#### Written task:
Copy out, word for word, the stretch of the material from the line containing "Expected output: for each instance of the water" through the end of the material.

#### Supplied data:
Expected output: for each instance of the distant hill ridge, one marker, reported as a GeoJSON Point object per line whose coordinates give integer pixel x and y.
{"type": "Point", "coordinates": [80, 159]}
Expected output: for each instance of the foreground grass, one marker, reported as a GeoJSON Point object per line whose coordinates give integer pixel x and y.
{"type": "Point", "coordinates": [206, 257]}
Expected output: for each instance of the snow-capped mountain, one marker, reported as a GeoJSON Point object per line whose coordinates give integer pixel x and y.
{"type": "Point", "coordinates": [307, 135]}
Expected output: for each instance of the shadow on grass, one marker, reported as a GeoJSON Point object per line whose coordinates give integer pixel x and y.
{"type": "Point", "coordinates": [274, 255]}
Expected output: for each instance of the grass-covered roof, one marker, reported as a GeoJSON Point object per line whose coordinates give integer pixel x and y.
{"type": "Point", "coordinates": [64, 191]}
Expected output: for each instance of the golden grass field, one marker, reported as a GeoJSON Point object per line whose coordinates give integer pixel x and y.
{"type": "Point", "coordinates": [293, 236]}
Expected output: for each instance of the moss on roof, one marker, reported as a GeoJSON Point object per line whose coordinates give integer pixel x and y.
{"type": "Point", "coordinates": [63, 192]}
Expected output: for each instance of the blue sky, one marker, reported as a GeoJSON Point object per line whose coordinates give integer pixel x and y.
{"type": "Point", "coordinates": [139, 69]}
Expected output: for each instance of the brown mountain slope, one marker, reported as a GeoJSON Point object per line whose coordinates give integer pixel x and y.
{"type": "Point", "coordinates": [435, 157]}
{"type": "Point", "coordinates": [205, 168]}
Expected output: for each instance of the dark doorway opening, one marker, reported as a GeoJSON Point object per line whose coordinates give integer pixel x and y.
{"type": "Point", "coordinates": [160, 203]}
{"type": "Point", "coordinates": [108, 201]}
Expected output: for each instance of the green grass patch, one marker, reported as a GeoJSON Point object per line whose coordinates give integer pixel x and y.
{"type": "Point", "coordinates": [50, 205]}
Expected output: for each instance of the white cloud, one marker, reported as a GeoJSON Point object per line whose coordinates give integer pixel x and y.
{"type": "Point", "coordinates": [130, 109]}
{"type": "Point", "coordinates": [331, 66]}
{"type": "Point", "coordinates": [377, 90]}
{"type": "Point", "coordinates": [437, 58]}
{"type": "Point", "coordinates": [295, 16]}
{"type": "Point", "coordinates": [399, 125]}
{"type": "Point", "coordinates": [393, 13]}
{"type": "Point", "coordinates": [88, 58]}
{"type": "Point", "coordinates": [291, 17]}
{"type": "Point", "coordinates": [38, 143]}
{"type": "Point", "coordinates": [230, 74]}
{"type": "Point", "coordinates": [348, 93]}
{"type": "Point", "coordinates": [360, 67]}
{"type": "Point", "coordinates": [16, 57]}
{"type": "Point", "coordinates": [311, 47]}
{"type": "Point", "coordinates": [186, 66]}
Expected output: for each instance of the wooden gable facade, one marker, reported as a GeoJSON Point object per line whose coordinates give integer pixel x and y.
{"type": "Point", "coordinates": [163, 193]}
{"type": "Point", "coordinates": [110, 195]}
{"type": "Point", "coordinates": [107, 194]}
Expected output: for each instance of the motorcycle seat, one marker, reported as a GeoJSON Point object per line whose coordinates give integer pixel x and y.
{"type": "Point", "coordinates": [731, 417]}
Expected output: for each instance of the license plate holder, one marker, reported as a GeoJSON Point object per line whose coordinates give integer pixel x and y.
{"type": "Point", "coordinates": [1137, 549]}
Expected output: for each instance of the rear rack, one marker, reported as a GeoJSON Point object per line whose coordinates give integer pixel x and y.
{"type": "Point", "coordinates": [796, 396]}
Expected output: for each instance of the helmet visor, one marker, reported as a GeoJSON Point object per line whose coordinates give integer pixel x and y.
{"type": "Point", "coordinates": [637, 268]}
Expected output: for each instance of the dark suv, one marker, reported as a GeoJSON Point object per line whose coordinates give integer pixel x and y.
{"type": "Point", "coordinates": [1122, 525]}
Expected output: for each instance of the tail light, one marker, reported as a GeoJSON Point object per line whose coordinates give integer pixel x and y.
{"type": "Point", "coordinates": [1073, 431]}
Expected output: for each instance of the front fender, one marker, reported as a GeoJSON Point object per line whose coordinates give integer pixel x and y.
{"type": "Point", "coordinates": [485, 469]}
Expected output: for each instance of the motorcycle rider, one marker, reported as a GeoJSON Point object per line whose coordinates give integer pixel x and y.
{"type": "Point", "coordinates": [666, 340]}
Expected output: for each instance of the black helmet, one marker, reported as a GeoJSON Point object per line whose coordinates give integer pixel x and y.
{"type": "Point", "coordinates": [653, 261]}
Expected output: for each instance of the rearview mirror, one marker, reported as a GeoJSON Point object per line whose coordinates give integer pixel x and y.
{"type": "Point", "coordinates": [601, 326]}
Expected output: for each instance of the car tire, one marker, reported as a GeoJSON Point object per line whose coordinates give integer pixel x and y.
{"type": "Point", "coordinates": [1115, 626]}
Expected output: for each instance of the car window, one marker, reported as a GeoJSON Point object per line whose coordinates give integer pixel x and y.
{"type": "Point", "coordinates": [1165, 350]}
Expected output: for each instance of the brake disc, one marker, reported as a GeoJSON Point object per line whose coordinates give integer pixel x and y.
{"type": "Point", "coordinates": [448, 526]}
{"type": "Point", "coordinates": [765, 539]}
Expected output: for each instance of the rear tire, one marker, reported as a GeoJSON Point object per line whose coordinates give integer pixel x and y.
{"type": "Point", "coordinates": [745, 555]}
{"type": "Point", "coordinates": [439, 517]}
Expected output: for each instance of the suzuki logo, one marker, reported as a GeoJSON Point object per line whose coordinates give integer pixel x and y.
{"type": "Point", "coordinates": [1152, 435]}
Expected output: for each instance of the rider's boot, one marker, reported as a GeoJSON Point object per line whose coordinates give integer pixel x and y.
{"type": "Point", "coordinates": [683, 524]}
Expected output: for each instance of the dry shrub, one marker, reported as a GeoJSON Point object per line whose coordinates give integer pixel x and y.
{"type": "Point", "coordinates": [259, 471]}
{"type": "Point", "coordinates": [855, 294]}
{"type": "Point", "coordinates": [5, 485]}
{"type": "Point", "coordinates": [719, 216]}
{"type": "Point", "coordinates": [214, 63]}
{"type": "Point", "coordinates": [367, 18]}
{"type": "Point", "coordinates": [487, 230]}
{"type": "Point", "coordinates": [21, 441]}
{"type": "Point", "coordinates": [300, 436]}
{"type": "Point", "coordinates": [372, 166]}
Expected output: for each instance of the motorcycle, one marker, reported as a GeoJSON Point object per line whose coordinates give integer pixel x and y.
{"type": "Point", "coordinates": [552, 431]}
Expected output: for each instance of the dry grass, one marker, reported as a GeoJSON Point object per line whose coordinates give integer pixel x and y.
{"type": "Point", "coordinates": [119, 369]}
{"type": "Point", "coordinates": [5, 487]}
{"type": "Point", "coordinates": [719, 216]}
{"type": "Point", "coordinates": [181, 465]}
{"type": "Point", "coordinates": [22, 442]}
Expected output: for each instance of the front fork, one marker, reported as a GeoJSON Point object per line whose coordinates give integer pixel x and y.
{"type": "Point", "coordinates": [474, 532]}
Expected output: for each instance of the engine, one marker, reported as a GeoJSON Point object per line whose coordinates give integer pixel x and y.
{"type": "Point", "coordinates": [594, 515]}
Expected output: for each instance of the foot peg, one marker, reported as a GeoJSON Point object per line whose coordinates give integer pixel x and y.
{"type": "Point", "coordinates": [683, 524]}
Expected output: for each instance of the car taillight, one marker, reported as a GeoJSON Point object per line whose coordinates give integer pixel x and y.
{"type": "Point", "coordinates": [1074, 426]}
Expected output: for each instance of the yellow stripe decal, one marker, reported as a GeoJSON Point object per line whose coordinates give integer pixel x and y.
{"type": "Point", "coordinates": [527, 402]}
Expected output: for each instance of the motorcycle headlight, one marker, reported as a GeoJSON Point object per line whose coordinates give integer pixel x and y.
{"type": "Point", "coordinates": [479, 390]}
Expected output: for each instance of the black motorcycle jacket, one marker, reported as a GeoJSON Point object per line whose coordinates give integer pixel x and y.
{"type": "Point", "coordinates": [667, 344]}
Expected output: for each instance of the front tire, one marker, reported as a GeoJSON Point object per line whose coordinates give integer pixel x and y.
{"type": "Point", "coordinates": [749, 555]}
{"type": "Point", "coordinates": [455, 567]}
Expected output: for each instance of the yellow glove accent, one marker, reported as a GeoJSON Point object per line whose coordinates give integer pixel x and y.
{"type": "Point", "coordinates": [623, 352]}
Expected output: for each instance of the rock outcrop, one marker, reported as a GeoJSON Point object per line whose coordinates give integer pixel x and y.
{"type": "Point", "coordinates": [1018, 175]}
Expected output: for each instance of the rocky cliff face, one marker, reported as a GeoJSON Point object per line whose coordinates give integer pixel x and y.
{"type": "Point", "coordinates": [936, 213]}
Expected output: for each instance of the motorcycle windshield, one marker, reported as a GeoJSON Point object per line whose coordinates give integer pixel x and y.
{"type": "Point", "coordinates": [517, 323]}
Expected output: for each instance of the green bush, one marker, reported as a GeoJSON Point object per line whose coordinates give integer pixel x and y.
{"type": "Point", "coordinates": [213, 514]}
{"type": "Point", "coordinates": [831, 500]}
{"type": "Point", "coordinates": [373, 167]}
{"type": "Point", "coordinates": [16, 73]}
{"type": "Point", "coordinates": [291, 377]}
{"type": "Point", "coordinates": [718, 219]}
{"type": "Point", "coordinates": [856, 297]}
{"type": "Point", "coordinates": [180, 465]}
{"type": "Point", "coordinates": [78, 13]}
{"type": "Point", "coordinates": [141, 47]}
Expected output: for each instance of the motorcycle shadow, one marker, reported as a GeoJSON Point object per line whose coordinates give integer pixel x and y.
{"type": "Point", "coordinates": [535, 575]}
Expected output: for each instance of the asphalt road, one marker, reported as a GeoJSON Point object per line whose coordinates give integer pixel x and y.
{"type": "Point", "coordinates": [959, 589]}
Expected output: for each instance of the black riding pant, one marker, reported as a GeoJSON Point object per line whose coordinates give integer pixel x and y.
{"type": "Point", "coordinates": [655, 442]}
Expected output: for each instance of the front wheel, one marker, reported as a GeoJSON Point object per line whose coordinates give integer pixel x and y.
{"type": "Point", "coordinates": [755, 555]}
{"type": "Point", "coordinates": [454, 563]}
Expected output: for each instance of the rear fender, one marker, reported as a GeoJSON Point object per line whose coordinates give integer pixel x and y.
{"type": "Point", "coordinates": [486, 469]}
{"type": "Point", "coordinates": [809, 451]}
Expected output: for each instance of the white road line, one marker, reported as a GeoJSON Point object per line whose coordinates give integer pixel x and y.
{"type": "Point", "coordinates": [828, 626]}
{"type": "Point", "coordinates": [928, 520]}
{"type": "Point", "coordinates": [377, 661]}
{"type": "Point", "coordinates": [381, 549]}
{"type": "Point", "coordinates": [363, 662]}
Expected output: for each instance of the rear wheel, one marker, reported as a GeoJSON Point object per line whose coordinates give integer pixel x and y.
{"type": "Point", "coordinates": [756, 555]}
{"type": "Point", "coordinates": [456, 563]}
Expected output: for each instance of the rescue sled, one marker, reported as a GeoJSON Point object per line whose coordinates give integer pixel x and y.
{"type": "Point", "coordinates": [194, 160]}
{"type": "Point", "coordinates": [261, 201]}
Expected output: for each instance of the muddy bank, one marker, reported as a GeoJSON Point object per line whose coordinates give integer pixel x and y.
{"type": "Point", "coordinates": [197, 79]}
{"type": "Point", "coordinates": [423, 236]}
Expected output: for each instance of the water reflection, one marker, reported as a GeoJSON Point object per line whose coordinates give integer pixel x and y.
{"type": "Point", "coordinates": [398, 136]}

#### Expected output:
Expected output: for each instance of the water reflection, one marker, reported as a GeoJSON Point object per line whose coordinates give integer pixel x and y.
{"type": "Point", "coordinates": [398, 136]}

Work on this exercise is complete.